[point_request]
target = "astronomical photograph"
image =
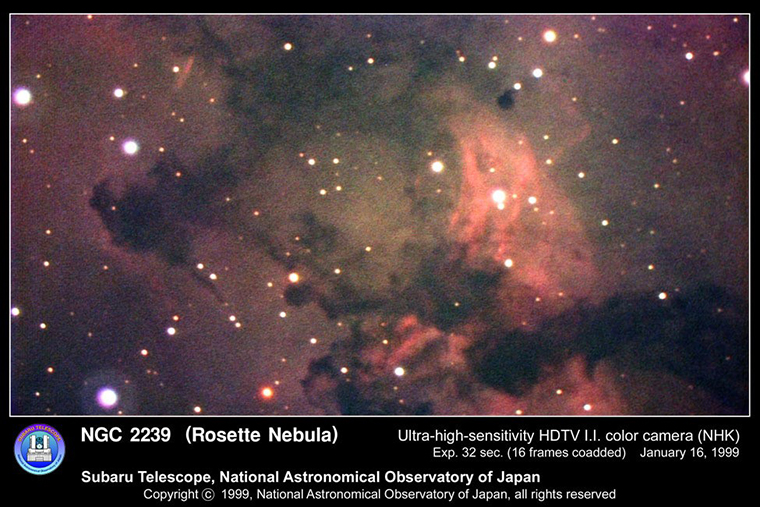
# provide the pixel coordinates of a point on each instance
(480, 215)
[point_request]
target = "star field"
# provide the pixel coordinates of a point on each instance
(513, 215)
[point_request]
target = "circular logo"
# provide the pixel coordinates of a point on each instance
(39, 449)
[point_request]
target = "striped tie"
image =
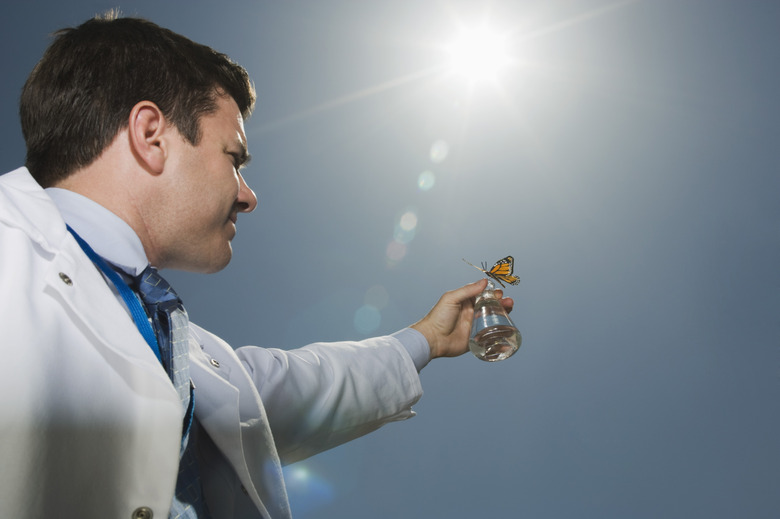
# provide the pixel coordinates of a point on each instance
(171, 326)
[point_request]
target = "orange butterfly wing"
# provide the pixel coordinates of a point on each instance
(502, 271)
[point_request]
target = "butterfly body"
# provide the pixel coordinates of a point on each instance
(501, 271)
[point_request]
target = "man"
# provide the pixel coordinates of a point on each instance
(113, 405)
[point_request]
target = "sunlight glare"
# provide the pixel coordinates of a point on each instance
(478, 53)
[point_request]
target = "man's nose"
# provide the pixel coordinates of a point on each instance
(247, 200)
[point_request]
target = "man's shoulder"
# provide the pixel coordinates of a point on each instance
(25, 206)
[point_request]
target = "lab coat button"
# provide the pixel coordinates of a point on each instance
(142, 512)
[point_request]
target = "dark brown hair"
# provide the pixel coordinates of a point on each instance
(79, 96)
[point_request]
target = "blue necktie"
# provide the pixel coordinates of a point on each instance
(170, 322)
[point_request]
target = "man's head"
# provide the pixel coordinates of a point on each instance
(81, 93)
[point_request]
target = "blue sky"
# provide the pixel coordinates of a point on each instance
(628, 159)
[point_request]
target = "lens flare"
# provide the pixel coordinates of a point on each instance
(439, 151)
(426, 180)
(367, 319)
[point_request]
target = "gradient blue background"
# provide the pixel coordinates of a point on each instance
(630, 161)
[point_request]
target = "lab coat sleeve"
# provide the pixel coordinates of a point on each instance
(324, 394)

···

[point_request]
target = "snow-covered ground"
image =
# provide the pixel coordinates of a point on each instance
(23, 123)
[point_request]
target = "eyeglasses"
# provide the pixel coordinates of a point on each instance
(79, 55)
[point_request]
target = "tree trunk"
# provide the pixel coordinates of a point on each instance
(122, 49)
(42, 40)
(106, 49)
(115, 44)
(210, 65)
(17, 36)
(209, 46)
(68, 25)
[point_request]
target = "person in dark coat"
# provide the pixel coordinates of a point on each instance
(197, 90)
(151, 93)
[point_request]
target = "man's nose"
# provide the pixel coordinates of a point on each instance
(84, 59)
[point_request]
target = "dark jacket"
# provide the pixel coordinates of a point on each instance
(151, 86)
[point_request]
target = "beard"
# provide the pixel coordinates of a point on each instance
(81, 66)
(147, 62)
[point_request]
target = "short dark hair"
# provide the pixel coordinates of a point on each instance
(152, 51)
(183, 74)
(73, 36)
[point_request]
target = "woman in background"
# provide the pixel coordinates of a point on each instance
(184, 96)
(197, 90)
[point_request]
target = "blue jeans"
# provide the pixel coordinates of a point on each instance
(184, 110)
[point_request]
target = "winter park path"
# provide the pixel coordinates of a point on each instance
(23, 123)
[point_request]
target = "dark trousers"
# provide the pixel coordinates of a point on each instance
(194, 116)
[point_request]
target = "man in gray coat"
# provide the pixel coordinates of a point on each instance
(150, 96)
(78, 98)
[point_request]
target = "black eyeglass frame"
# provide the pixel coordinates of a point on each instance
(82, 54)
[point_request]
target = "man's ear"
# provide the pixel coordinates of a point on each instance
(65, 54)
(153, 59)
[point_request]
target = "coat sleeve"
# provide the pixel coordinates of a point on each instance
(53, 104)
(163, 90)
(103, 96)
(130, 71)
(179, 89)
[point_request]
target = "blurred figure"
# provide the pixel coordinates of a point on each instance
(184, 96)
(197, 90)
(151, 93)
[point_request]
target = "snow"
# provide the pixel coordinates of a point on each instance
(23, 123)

···

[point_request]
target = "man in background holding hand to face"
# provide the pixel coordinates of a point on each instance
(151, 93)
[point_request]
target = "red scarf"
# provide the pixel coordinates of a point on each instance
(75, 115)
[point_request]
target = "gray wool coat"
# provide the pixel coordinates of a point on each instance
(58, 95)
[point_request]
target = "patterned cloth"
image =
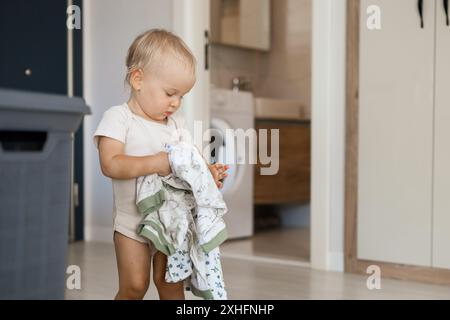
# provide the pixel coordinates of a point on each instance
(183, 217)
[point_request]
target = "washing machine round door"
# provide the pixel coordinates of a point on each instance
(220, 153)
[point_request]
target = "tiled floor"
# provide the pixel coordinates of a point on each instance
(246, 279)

···

WHAT IS EXPECTED » Count the lines in the records that contain the string "snow". Reply with the number alone.

REPLY TO THE TASK » 2